===== Фрагмент текста

Автор задумывается. С одной стороны, жаркое было такое вкусное! А с другой — как как же быть с правдой жизни? Не дописать ли рассказ? Поразмыслив, он решает этого не делать — не править старое переживание, основанное на ложной посылке, но в свое время подлинное.
Я испытал сильнейшее, а впрочем, очень знакомое чувство, которое по старой литературоведческой привычке попробовал сформулировать. И конечно, столкнулся с привычными проблемами.
Рассказ хорош и сам по себе, и как парадоксальная металитературная притча: заявляя, что рассказ дописывать не надо, автор фактически его дописывает. Парадокс тем эффектнее, что отражает двусмысленность эзоповских стратегий реального автора, который, не говоря об этом впрямую, основательно переписал своих соцреалистических «Студентов» (1950) в виде «Дома на набережной» (1976).

==========

● Задания
1 – Ответьте по фрагменту о рассказе:
(a) Решает ли автор рассказа его дописать?
(b) Как в тексте названа привычка, по которой было сделано усилие сформулировать испытанное чувство?
(c) В каком году вышел «Дом на набережной»?
2 – Выпишите из фрагмента о рассказе дословно отрывок, начиная со слов «Автор задумывается. С» и до слов «с привычными проблемами.» включительно.

===== Строки

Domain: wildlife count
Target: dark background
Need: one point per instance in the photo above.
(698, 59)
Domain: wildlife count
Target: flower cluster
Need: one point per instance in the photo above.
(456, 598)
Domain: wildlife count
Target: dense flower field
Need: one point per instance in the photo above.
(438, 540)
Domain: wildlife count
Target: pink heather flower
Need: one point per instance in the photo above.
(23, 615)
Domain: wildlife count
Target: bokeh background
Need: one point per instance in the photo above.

==========

● Ответы
1 –
(a) Нет, автор решает рассказ не дописывать.
(b) Старая литературоведческая привычка.
(c) В 1976 году.

2 –
Автор задумывается. С одной стороны, жаркое было такое вкусное! А с другой — как как же быть с правдой жизни? Не дописать ли рассказ? Поразмыслив, он решает этого не делать — не править старое переживание, основанное на ложной посылке, но в свое время подлинное.
Я испытал сильнейшее, а впрочем, очень знакомое чувство, которое по старой литературоведческой привычке попробовал сформулировать. И конечно, столкнулся с привычными проблемами.